◆ **EXERCISE TASK**
Which lines below contain the string "here" with its case matching exactly? Pull out each one and copy it in full.

◆ **TASK MATERIAL**
┏━━

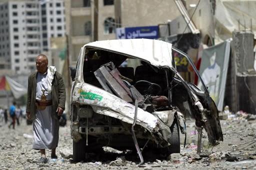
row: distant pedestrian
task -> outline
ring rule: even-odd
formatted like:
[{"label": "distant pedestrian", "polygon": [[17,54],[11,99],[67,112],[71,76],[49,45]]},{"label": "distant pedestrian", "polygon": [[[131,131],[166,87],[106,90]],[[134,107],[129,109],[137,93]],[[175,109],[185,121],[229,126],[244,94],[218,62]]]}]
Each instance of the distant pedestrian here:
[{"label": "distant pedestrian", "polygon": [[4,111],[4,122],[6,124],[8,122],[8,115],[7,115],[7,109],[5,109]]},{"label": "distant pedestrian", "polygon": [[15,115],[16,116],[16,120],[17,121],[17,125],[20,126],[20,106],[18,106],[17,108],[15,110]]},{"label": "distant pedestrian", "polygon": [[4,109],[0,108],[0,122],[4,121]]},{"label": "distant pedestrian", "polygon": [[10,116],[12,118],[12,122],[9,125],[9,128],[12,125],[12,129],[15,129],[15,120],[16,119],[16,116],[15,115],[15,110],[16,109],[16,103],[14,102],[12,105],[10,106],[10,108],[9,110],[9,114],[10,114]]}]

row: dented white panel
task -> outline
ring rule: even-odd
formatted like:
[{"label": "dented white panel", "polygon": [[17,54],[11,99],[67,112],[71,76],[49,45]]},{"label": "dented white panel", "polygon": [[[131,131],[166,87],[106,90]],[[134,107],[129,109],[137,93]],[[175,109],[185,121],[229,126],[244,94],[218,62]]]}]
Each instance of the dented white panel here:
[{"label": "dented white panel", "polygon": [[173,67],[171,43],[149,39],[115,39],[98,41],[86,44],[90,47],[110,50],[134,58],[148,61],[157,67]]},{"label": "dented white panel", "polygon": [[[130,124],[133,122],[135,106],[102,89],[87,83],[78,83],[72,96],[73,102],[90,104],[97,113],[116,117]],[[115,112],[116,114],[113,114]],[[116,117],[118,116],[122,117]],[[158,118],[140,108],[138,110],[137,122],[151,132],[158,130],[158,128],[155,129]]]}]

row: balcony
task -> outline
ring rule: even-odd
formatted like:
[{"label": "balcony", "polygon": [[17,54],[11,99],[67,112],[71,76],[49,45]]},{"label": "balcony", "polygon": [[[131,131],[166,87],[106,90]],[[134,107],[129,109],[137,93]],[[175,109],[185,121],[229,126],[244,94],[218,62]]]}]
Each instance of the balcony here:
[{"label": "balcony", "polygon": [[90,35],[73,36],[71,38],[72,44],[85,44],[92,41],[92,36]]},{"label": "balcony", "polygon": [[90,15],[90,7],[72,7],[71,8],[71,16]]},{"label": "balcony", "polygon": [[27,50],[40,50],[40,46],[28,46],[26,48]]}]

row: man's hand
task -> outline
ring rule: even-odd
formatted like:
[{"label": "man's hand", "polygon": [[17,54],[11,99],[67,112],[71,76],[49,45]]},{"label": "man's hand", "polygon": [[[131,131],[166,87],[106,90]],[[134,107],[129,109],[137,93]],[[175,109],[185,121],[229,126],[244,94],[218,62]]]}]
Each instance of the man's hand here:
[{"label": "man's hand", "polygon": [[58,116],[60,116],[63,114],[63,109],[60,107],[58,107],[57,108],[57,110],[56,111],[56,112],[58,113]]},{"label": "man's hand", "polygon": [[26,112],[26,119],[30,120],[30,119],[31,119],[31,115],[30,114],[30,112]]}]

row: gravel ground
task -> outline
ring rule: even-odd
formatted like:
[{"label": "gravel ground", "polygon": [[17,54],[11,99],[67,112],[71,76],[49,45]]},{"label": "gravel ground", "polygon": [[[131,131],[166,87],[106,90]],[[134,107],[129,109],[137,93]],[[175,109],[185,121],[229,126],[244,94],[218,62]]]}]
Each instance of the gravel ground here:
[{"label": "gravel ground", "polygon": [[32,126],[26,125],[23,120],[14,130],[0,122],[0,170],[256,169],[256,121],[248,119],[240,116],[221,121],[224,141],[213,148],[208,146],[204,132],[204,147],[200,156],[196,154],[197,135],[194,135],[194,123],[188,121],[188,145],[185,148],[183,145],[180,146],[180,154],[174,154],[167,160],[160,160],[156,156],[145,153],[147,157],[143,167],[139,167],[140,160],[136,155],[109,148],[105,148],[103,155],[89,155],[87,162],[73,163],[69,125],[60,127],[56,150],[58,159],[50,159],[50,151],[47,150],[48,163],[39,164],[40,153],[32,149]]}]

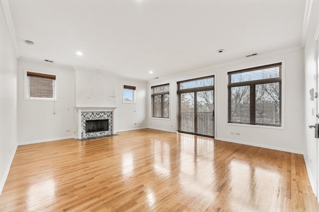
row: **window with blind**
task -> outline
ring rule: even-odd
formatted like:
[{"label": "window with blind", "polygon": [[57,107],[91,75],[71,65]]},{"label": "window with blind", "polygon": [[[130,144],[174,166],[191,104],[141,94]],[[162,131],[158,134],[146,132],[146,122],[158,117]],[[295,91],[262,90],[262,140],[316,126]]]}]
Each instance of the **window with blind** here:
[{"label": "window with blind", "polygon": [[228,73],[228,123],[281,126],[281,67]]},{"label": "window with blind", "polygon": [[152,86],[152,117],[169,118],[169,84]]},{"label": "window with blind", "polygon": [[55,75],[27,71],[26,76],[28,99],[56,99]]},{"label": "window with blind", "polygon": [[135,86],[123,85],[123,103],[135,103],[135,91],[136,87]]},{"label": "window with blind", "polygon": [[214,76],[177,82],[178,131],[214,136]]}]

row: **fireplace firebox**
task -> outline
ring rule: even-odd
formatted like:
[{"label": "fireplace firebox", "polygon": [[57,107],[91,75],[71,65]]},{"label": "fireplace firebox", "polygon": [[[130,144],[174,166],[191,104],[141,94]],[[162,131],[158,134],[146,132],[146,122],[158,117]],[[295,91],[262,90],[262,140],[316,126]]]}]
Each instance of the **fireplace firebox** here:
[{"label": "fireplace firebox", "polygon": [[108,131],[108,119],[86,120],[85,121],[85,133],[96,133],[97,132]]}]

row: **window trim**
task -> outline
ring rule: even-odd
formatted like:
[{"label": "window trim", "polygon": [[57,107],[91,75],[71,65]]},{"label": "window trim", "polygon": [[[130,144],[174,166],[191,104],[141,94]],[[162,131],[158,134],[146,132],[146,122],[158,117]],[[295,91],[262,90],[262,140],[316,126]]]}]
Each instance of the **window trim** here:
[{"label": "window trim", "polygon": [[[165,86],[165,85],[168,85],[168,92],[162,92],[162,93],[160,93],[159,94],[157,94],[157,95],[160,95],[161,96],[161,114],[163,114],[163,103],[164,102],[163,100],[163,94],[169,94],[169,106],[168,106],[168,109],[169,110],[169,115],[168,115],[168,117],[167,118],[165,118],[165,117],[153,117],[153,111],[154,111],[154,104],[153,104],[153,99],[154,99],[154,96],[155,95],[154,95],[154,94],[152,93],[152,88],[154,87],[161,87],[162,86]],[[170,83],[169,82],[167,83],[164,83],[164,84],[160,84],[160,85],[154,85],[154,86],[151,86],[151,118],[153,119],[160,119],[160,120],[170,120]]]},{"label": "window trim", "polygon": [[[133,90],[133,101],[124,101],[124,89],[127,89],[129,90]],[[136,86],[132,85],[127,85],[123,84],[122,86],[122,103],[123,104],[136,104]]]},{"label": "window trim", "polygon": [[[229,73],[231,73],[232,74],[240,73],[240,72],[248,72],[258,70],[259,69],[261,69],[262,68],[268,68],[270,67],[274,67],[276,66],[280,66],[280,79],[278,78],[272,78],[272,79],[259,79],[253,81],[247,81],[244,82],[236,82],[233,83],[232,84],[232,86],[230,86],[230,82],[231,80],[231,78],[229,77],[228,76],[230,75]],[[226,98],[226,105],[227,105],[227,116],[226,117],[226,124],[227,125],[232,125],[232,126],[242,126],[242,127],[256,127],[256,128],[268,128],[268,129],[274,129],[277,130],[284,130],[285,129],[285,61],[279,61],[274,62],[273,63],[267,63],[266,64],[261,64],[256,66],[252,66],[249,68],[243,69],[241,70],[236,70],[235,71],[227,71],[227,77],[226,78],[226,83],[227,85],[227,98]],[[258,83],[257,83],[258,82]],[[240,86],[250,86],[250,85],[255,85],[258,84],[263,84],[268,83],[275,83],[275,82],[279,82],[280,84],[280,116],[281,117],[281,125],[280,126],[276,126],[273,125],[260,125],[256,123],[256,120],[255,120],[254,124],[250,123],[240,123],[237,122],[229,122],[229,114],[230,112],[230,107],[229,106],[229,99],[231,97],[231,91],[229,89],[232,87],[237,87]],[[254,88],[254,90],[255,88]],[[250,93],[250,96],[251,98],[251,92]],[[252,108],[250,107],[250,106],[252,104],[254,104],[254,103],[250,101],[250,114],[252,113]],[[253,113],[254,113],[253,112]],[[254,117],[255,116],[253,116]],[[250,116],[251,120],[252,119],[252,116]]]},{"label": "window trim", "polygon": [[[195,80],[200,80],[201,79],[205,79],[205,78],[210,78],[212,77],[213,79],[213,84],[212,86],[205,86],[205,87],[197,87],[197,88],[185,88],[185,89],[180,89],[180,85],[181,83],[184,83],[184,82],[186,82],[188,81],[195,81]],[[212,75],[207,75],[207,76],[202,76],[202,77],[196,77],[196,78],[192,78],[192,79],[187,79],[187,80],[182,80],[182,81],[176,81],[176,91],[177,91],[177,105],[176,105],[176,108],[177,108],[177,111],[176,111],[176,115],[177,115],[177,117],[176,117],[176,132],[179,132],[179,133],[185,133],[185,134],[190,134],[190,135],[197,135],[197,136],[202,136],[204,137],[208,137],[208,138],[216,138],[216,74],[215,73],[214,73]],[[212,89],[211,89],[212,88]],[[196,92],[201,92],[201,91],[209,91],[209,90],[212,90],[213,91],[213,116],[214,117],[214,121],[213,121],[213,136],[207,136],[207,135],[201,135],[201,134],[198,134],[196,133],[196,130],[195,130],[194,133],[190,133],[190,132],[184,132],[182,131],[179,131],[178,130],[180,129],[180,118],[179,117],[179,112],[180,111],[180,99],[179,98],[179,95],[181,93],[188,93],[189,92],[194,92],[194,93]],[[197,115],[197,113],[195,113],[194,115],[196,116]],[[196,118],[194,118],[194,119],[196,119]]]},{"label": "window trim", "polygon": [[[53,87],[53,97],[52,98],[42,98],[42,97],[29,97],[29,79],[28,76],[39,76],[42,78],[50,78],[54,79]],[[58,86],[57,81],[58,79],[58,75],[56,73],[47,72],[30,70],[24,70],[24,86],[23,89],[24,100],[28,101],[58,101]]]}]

┗━━
┏━━

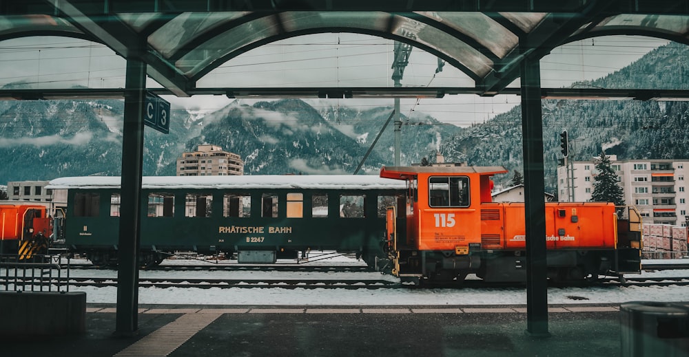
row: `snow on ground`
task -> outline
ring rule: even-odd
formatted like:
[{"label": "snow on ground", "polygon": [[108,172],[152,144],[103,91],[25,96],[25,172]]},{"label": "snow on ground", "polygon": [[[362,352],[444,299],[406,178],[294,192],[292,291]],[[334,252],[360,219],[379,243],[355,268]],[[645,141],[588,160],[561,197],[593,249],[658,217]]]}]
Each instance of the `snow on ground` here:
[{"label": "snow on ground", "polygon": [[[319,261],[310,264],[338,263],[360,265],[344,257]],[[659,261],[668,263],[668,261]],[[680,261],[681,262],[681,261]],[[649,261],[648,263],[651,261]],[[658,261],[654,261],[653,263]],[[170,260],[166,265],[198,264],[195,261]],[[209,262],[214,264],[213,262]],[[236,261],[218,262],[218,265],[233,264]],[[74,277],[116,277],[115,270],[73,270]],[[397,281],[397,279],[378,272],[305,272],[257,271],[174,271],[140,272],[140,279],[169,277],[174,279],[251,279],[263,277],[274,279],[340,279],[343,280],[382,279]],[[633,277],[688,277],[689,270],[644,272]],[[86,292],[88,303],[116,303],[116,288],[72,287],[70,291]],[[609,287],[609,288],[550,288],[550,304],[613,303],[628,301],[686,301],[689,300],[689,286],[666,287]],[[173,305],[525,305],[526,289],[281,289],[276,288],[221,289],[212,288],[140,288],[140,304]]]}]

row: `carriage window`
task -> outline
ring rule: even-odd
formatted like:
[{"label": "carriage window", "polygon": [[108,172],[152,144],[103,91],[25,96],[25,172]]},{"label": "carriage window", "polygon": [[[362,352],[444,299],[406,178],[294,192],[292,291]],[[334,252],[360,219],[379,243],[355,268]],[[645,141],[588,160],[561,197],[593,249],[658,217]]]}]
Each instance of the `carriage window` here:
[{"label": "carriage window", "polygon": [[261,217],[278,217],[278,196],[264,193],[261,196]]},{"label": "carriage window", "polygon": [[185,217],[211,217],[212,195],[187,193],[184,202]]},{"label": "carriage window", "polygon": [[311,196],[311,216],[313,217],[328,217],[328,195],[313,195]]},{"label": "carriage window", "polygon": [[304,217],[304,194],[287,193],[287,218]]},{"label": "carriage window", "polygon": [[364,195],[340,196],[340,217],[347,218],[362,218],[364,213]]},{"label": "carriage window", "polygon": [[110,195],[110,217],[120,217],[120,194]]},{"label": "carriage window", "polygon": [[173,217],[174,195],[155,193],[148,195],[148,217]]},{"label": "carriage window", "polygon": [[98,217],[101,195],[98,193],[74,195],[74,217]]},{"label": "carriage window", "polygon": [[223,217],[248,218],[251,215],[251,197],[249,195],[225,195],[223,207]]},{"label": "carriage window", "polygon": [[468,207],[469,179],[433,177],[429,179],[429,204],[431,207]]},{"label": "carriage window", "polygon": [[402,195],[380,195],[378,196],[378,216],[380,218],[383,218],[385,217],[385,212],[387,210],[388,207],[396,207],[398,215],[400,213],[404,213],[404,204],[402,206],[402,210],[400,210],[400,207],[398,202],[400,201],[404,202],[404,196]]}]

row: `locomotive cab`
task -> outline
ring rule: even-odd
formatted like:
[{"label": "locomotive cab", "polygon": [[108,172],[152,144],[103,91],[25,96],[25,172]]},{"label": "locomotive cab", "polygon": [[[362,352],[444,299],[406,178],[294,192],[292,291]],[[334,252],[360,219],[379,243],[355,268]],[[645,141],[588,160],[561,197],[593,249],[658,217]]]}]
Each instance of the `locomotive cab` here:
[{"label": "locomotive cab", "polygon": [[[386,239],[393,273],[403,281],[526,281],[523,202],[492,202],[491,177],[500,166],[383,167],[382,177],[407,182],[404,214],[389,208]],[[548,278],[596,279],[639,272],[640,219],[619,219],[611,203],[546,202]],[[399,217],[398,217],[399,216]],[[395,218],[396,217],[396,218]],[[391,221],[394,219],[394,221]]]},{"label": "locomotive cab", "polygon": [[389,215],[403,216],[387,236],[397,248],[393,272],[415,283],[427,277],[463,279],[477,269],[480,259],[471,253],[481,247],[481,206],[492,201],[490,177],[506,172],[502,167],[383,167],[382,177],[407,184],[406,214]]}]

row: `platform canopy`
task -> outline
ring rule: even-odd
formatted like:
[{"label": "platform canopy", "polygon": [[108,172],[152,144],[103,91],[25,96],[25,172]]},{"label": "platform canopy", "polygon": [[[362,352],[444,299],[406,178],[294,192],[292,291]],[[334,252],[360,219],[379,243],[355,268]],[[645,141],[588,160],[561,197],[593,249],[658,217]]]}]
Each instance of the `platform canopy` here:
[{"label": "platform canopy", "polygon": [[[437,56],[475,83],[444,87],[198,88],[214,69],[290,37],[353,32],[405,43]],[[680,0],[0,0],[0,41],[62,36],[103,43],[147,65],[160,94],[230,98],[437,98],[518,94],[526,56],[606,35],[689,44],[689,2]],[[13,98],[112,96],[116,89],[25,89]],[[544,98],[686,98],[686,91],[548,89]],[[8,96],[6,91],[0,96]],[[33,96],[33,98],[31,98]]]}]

┗━━

◆ **EXERCISE RESULT**
Each instance of the distant pedestrian here:
Each instance of the dented white panel here:
Each instance of the balcony here:
Each instance of the man's hand here:
Each instance of the gravel ground here:
Each instance of the **window with blind** here:
Each instance of the **fireplace firebox** here:
Each instance of the **window trim** here:
Each instance of the `snow on ground` here:
Each instance of the `carriage window` here:
Each instance of the `locomotive cab` here:
Each instance of the `platform canopy` here:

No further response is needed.